Dataset rows showing where objects appear:
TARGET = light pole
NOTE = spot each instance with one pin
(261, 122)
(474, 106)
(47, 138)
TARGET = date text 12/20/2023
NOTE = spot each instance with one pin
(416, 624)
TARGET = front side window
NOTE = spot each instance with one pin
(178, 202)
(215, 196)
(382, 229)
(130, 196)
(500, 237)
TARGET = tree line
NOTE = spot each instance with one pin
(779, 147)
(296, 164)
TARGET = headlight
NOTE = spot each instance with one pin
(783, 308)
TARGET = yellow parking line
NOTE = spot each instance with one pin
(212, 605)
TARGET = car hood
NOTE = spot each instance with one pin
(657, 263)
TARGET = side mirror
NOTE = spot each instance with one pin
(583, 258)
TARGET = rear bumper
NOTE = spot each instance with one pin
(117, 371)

*EXERCISE*.
Return, unchanged, every line of the listing from the line containing "TARGET = car hood" through the last line of the listing, with both ends included.

*ANSWER TO THE TASK*.
TARGET = car hood
NOTE = spot each instance with one pin
(657, 263)
TARGET = side mirror
NOTE = spot each instance with one pin
(583, 258)
TARGET = rear bumper
NOTE = spot each instance with one pin
(117, 371)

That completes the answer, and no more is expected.